### Required work:
**1)** Answer these questions using the passage on hospital pain-management documentation.
(a) Where was the evidence-based algorithm implanted?
(b) Before the SPMDRS was used, what percentage of the time was the comfort-function goal noted as met?
(c) Over the 2-year period, how did the rate at which nurses documented both the comfort-function goal and the pain score change?
**2)** Extend the passage on hospital pain-management documentation, beginning after its final sentence.

### Extract to read:
■ ■ ■ ■ ■
Another challenge involved the documentation of the pain-management process along with the communication of the comfort-function goals. The hospital revised its nursing pain-management program to focus on assisting patients to take the lead in establishing their unique comfort-function goals. The comfort-function goal was viewed as a dependable level of comfort the nursing staff could strive to achieve related to pain management.


An innovative nursing pain-management policy was created with importance assigned to nursing judgment. An evidence-based algorithm was implanted in the electronic health record (EHR) based on criteria found within a modified Samuels Pain Management Documentation Rating Scale (SPMDRS).


Communication between healthcare providers continued to be an ongoing opportunity for improvement because ensuring that the data were effectively documented in the EHR was a challenge. Finding the best venue for conveying the comfort-function goal between shifts and frontline staff required careful thought and attention. Documentation of comfort-function goals in patient rooms, along with verifying the goals on an ongoing basis, compelled staff to be innovative.


The need to document goals, interventions, and outcomes within the EHR led to the incorporation of a modified SPMDRS, which requires extracting pain-management assessment, intervention, reassessment, and further intervention data from the medical record.11 (See Understanding SPMDRS.)


This hospital established a unique outcome measure by comparing a comfort-function goal with a pain score. The hospital used data from the EHR to measure the percentage of time the patient's comfort-function goal was met.


Over a period of 2 years, the institution became adept at increasing the percentage of time the comfort-function goal was equal to or greater than the pain score. Prior to the use of the SPMDRS, the comfort-function goal was noted as met within the healthcare provided 53% of the time. Following the implementation of the SPMDRS, the comfort-function goal was documented as met 62% of the time. The number of times nurses documented the comfort-function goal and the pain score increased from a level of 88% to 95% over the 2-year period. The hospital realized the importance of using the comfort-function goal with the pain score to reflect the pain-management process.
■ ■ ■ ■ ■
### Records supplied:

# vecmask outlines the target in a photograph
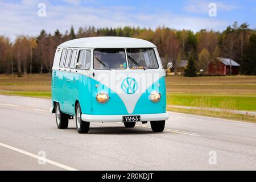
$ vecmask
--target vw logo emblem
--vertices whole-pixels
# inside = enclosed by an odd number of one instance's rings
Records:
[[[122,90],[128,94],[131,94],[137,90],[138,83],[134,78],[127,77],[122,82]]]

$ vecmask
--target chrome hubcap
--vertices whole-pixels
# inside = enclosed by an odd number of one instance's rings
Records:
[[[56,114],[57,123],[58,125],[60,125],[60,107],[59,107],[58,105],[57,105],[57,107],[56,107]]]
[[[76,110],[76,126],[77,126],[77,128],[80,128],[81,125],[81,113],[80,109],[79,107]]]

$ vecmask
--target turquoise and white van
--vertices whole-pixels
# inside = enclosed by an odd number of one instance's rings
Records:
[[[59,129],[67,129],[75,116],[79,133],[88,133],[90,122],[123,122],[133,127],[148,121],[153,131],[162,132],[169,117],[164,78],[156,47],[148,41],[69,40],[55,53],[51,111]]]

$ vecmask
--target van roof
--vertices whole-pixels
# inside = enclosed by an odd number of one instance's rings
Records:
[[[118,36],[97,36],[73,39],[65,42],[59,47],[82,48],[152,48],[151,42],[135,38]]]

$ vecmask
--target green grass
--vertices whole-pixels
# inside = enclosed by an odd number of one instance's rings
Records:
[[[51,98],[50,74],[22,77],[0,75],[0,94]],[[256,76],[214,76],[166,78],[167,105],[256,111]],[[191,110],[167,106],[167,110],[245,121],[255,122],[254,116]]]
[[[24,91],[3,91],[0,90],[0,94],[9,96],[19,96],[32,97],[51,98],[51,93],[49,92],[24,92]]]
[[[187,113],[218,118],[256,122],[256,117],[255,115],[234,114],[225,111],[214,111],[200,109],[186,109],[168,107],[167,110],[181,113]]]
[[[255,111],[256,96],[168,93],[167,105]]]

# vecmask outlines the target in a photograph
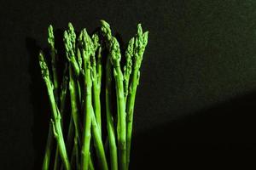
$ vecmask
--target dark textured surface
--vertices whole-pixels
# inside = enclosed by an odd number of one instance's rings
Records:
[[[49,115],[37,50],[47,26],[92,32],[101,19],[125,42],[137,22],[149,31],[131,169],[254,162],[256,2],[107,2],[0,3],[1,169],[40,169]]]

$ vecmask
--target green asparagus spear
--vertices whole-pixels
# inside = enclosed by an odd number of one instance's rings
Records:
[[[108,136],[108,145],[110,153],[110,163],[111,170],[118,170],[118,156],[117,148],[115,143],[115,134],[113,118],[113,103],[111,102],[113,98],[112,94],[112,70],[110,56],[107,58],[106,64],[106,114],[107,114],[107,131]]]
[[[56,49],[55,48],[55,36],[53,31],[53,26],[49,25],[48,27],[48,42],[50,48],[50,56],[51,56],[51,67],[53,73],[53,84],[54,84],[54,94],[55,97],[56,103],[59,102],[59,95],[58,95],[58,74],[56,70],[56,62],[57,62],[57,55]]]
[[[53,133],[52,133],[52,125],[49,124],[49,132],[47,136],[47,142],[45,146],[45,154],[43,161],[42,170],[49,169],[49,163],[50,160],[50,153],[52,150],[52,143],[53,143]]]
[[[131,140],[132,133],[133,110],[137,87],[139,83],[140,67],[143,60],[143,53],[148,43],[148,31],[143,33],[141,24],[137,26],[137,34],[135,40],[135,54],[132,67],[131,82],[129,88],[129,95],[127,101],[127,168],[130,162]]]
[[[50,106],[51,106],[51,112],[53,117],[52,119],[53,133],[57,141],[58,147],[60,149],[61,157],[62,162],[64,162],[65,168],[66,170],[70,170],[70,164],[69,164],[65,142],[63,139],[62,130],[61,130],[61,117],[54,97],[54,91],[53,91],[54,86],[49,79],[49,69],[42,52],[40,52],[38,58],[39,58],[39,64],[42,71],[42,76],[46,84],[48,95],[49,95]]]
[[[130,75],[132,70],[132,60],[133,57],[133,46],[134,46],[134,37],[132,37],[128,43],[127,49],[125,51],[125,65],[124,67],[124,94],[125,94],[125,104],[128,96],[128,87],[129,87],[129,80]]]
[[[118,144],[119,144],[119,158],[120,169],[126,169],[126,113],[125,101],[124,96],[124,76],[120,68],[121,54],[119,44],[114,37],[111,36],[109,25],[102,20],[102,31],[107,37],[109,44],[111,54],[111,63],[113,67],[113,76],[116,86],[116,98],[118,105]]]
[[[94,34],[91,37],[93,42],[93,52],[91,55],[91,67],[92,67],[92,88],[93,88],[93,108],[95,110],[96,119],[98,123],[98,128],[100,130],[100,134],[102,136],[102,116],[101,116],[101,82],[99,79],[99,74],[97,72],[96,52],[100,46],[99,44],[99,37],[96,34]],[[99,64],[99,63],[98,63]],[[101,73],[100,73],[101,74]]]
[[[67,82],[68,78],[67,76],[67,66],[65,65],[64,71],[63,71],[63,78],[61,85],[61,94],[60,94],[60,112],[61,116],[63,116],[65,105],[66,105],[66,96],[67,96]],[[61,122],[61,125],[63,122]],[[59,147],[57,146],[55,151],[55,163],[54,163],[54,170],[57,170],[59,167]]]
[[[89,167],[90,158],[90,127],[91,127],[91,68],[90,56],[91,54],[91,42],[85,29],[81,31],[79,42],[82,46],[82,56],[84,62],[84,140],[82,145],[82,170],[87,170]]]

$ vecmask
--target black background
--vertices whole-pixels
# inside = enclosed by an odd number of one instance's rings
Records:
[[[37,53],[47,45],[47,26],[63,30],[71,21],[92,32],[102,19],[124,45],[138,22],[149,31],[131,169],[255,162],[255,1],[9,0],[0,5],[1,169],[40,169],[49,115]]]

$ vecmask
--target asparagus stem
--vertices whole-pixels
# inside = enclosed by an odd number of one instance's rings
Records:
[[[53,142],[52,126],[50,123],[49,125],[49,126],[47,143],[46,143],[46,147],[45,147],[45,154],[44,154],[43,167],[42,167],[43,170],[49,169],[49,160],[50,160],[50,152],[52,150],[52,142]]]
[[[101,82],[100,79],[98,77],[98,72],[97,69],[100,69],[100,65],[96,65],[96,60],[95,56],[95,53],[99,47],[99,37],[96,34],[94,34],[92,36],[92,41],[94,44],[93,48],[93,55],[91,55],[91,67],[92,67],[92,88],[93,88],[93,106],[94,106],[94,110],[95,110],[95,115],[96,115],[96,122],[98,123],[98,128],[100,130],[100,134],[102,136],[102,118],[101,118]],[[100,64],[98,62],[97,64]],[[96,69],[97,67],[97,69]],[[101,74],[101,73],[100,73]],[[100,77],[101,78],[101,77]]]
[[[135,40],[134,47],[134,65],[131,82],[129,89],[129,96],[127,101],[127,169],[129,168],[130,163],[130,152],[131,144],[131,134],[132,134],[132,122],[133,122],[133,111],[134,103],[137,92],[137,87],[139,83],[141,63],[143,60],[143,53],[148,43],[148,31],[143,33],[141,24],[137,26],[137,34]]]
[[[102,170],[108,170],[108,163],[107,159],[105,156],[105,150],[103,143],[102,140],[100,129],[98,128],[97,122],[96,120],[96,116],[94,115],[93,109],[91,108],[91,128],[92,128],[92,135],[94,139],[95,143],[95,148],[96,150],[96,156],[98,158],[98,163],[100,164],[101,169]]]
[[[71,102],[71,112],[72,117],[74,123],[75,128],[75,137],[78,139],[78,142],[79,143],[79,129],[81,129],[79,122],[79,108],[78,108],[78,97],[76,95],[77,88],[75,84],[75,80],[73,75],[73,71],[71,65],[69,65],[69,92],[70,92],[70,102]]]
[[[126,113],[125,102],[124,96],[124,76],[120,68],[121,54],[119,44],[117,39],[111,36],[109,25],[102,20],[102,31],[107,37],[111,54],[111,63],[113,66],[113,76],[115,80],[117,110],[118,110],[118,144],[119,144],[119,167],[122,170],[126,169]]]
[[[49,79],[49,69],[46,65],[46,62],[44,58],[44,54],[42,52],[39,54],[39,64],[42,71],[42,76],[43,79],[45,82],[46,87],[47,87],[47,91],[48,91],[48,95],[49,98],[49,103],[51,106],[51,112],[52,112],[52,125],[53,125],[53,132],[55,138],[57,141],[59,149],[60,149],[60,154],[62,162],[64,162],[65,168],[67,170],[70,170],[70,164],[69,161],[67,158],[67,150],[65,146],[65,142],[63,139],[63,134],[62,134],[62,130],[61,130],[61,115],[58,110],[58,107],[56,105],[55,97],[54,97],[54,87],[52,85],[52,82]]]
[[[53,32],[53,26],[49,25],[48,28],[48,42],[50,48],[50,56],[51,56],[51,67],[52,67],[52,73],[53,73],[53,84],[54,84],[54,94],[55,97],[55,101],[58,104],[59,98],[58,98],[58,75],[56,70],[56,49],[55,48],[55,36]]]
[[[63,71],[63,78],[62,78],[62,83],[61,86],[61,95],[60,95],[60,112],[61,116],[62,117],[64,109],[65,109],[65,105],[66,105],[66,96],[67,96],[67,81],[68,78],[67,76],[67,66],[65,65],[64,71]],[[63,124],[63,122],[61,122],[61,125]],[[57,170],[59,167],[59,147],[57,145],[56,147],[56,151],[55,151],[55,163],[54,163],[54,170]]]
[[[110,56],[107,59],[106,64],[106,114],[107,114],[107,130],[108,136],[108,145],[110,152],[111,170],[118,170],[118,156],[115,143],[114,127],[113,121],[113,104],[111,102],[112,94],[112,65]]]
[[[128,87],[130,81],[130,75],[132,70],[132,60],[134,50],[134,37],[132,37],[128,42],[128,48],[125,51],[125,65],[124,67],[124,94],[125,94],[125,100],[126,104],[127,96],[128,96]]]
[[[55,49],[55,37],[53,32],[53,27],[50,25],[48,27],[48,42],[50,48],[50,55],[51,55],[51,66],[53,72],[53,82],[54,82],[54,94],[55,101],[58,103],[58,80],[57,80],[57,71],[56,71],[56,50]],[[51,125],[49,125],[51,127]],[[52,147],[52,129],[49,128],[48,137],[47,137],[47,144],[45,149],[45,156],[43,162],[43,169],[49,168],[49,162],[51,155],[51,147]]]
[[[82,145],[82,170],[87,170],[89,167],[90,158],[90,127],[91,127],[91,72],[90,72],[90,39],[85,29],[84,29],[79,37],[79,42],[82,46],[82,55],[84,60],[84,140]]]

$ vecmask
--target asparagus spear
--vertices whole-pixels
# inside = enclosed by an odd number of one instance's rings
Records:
■ ■ ■ ■ ■
### Answers for the tasks:
**1)**
(a) In the electronic health record (EHR).
(b) 53% of the time.
(c) It increased from 88% to 95%.

**2)**
Many benefits

The frontline staff at this institution are now well-versed in addressing patients as individuals with regard to providing comfort. Patient involvement in the establishment of comfort-function goals allows the focus of pain management to take the uniqueness of each patient into account. Because each patient must work with the frontline staff member to establish a realistic comfort-function goal for use during hospitalization, communication as to the expectations for pain management has improved. The comfort-function goals are documented in highly visible areas, such as on the patient message board in the room and in the patient's medical record, so that all staff members can use the information to help the patient manage pain and discomfort. Further research is needed to validate using occurrences where the comfort-function goal is met as an outcome of pain-management efficacy.


Understanding SPMDRS

The SPMDRS has six rating levels progressing from 1 = Excellent to 7 = Very poor. This scale was incorporated to provide consistency within the evaluation of the pain-management program.


The tool was determined to have interrater reliability reaching the level of .95 and an intraclass correlation coefficient of .96.11 Further investigation is needed to confirm the validity of the SPMDRS. The investigation of a pain-management program that includes correlation of the comfort-function goal with the pain scale along with a validated EHR process is key to advancing the program.